··· Source excerpt

# Motivating Hypothetical: DataSciencester

Congratulations! You’ve just been hired to lead the data science efforts at DataSciencester, the social network for data scientists.

-------------------------------------------------------------------------

### Data Preprocessing

You are given a data dump that consists of a list of users, each represented by a dict that contains that user’s id (which is a number) and name (which, in one of the great cosmic coincidences, rhymes with the user’s id):

In [1]:
users = [
{ "id": 0, "name": "Hero" },
{ "id": 1, "name": "Dunn" },
{ "id": 2, "name": "Sue" },
{ "id": 3, "name": "Chi" },
{ "id": 4, "name": "Thor" },
{ "id": 5, "name": "Clive" },
{ "id": 6, "name": "Hicks" },
{ "id": 7, "name": "Devin" },
{ "id": 8, "name": "Kate" },
{ "id": 9, "name": "Klein" }
]

In [2]:
# the “friendship” data, represented as a list of pairs of IDs:

friendship_pairs = [(0, 1), (0, 2), (1, 2), (1, 3), (2, 3), (3, 4), (4, 5), (5, 6), (5, 7), (6, 8), (7, 8), (8, 9)]

Let’s create a dict where the keys are user ids and the values are lists of friend ids. (Looking things up in dict is very fast.)

In [3]:
# Initialize the dict with an empty list for each user id:
friendships = {user["id"]: [] for user in users}

# And loop over the friendship pairs to populate it:
for i, j in friendship_pairs:
    friendships[i].append(j) # Add j as a friend of user i
    friendships[j].append(i) # Add i as a friend of user j

We find the total number of connections, by summing up the lengths of all the friends lists. And then we just divide by the number of users:

In [4]:
def number_of_friends(user):
    """How many friends does _user_ have?"""

······
··· Records

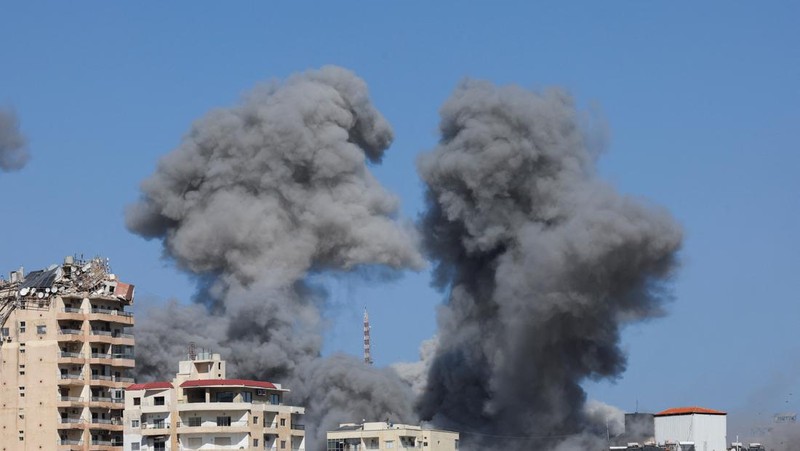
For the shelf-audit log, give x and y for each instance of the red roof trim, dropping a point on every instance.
(150, 386)
(229, 382)
(689, 411)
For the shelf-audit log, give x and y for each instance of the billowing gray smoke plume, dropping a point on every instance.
(13, 153)
(256, 198)
(542, 264)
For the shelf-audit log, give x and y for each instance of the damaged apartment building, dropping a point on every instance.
(67, 353)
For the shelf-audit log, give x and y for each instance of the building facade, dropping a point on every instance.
(695, 428)
(67, 351)
(386, 435)
(201, 409)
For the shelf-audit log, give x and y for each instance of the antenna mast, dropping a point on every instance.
(367, 353)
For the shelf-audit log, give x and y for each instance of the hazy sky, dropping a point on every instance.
(702, 105)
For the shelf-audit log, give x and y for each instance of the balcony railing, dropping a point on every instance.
(105, 311)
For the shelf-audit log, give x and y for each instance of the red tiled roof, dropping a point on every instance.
(689, 411)
(228, 382)
(151, 386)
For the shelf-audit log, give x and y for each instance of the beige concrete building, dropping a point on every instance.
(203, 410)
(66, 355)
(389, 436)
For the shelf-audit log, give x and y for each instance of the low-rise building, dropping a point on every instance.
(201, 409)
(386, 435)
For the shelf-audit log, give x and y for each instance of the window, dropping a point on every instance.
(223, 421)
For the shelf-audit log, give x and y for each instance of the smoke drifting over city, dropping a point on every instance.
(13, 152)
(257, 198)
(542, 263)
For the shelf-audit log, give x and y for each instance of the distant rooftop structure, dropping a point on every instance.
(689, 411)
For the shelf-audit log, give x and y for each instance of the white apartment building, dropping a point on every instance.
(389, 436)
(203, 410)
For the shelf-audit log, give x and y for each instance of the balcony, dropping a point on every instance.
(104, 444)
(111, 315)
(151, 429)
(71, 357)
(110, 381)
(71, 313)
(70, 335)
(71, 423)
(107, 424)
(71, 379)
(210, 427)
(210, 406)
(106, 336)
(70, 401)
(106, 402)
(122, 360)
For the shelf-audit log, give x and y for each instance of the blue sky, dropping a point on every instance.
(701, 101)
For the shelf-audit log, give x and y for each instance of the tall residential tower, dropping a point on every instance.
(66, 355)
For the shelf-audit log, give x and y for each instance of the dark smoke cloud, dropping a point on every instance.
(542, 263)
(257, 198)
(13, 152)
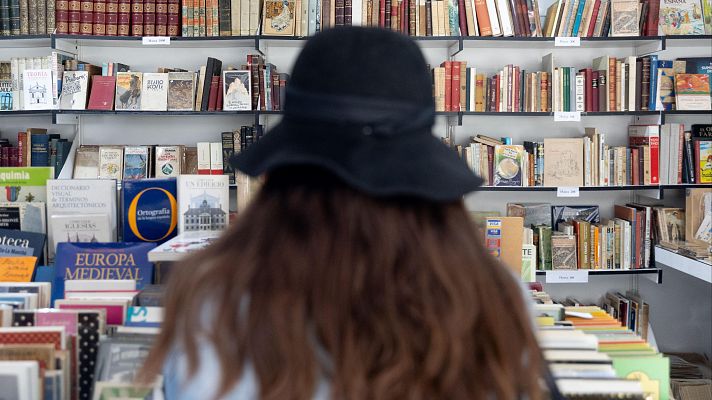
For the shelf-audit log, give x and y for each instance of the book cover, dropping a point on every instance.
(102, 93)
(508, 165)
(237, 90)
(154, 93)
(75, 85)
(563, 162)
(692, 92)
(37, 89)
(203, 203)
(128, 91)
(90, 261)
(150, 210)
(135, 162)
(181, 91)
(111, 162)
(681, 17)
(25, 184)
(168, 161)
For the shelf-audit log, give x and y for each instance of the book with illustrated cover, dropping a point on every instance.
(203, 203)
(237, 90)
(181, 91)
(692, 92)
(75, 87)
(128, 91)
(681, 17)
(135, 162)
(154, 93)
(150, 210)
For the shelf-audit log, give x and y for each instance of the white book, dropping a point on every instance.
(154, 93)
(37, 89)
(203, 203)
(81, 196)
(75, 85)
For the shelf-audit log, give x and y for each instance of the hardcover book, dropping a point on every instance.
(154, 94)
(237, 90)
(37, 89)
(128, 91)
(90, 261)
(135, 162)
(150, 210)
(75, 85)
(203, 203)
(181, 91)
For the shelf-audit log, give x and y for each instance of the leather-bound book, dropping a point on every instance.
(174, 18)
(124, 18)
(161, 17)
(136, 17)
(112, 17)
(149, 17)
(75, 16)
(99, 27)
(61, 16)
(87, 17)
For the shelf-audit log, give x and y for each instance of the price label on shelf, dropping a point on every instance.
(566, 276)
(567, 41)
(156, 40)
(567, 116)
(567, 191)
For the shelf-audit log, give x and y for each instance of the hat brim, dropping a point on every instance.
(417, 165)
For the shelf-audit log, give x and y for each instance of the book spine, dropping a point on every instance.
(100, 13)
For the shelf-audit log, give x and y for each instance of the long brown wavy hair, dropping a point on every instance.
(399, 292)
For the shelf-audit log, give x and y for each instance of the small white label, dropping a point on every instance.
(567, 191)
(156, 40)
(567, 41)
(565, 276)
(567, 116)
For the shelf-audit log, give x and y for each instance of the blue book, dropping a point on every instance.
(91, 261)
(579, 15)
(149, 210)
(653, 81)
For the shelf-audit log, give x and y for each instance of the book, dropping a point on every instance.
(149, 210)
(237, 90)
(102, 93)
(135, 162)
(75, 86)
(37, 89)
(203, 203)
(181, 91)
(128, 91)
(563, 162)
(154, 92)
(692, 92)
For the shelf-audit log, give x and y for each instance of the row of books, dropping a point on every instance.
(35, 148)
(655, 155)
(628, 84)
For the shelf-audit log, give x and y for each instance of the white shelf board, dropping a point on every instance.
(690, 266)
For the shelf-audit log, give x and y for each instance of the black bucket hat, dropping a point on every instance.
(360, 105)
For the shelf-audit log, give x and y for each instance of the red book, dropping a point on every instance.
(75, 17)
(161, 17)
(86, 17)
(136, 17)
(102, 93)
(124, 18)
(99, 28)
(455, 86)
(149, 17)
(61, 16)
(112, 17)
(174, 18)
(214, 86)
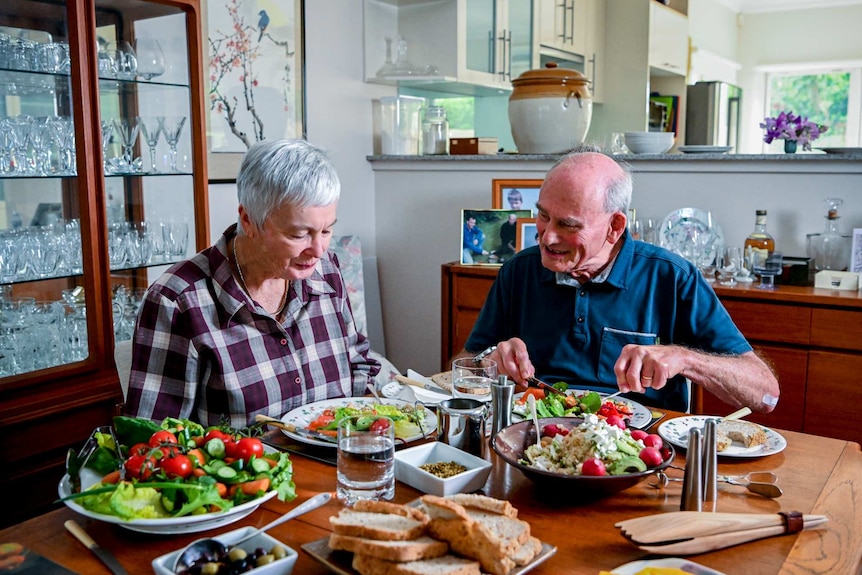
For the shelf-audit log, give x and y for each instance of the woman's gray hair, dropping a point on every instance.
(278, 172)
(618, 196)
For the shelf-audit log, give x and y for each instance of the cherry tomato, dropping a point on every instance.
(651, 456)
(177, 466)
(379, 425)
(617, 421)
(638, 434)
(140, 466)
(248, 447)
(593, 467)
(653, 440)
(161, 437)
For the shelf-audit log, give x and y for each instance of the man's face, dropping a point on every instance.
(574, 230)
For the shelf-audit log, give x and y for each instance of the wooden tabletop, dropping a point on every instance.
(818, 475)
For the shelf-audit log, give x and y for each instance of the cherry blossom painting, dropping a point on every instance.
(254, 74)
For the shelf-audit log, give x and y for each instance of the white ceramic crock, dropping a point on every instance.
(550, 110)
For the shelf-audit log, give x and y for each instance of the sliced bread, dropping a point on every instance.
(392, 525)
(444, 565)
(747, 433)
(421, 548)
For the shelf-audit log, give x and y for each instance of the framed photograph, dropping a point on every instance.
(527, 234)
(515, 194)
(489, 236)
(255, 78)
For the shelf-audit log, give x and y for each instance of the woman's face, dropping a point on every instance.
(292, 240)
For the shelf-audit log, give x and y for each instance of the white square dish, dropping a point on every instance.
(407, 462)
(164, 565)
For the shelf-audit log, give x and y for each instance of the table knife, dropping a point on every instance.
(103, 554)
(294, 429)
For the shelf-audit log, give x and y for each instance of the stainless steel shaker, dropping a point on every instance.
(502, 394)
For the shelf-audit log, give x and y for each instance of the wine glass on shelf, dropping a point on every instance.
(151, 58)
(172, 126)
(767, 266)
(151, 128)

······

▸ Set tasks:
1 - Please copy everything in the DataSciencester text from "# Motivating Hypothetical: DataSciencester" down to "for data scientists.".
2 - In the DataSciencester text, how is the friendship data represented?

▸ The replies:
1 -
# Motivating Hypothetical: DataSciencester

Congratulations! You’ve just been hired to lead the data science efforts at DataSciencester, the social network for data scientists.

2 - As a list of pairs of IDs.